INSTRUCTION A: According to the tourism and agriculture model excerpt, which three production factors does the small open economy have?
INSTRUCTION B: Resume the tourism and agriculture model excerpt after its final sentence and carry it forward in the same style.

SOURCE EXTRACT:
- - -

Let us consider a small open economy with three production factors (land, physical capital, and a renewable free-access environmental landscape resource) and two groups of agents: “Agricultural land owners” (A-agents) and “Holiday investors” (H-agents). The A-agent can sell her land to the H-agents or use it for the agricultural production process (she can invest exclusively in the local economy). The H-agent can buy the land from A-agents and invest in rural tourism in the local economy or invest in an another economy. Both populations are composed of a continuum of identical individuals. It follows that our model focuses only on a fraction of the total rural development dynamics taking place, which are namely the ones interplaying between tourism and agriculture, and in particular in areas where the landscape value is particularly precious and where the threat for sustainable development from built-up expansion is sensible.

Production functions of the two sectors satisfy Inada conditions, namely are concave, increasing and homogeneous of degree 1 in their inputs. The production function of the representative A-agent is given by:

$$Y_{a}= K_{a}^{\alpha} L^{1- \alpha} E^{\gamma}$$

(1)

where K_a is the physical capital accumulated by the representative A-agents, L is the amount of land used in the agricultural sector production, E is the stock of the environmental landscape resource, a crucial factor for RT development; 0 < α,γ < 1. The A-agent’s total endowment of land is normalized to 1 and all the land is allocated between sector, thus 1 − L represents the A-agent’s land sells to H-agent.

- - -

RECORDS:
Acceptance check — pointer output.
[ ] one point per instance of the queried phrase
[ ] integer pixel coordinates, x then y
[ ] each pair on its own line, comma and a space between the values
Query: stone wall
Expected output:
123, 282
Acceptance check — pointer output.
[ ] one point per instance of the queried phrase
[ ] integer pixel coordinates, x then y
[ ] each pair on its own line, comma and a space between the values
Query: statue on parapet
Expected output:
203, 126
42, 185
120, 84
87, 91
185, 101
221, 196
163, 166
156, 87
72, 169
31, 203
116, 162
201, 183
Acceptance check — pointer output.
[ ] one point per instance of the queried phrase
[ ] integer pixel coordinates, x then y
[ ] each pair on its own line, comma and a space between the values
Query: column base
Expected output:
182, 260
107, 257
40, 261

- - -

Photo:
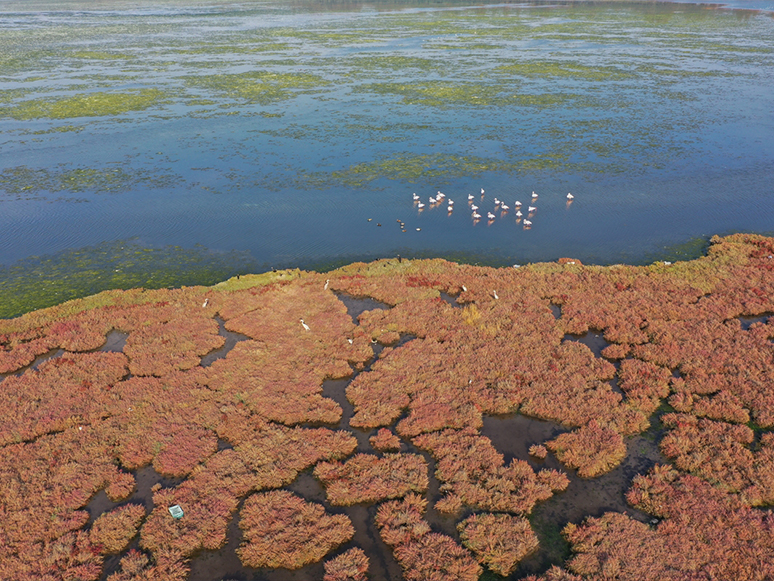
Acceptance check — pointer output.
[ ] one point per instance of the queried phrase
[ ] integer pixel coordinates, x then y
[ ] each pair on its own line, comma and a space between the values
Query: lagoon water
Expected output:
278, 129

- - -

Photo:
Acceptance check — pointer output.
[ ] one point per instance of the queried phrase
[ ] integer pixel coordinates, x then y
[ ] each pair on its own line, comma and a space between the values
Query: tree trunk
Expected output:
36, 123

- - -

FINAL ANSWER A: Land, physical capital, and a renewable free-access environmental landscape resource.

FINAL ANSWER B:
The production function of the representative Holiday investors is given by:

$$Y_{h}= K_{h}^{\upbeta} \left(1-L \right)^{1- \upbeta} E^{\theta}$$

(2)

where K_h denotes the stock of physical capital invested by the representative H-agent; 0 <β,𝜃 < 1. The representative H-agent chooses her land demand 1 − L and the stock of physical capital K_h in order to maximize her profits, namely:

$$\max_{1-L, K_{h}} \left[ \left(1- \tau \right) K_{h}^{\upbeta} \left(1-L \right)^{1- \upbeta} E^{\theta} - p \left(1-L \right) - r K_{h} \right]$$

(3)

where τ ∈ [0,1) is a parameter that measures the environmental taxation,⁴p and r are, respectively, the land price and the opportunity cost of capital invested by Holiday investors. Therefore, H-agent invests in the local economy only if the return on capital is higher than r, otherwise she invests in other economies. While r is an exogenous parameter, p is endogenously determined by the land market equilibrium condition such that the demand of land (from H-agent) is equal to the supply of land (from A-agent). We assume that the K_h inflow is potentially unlimited.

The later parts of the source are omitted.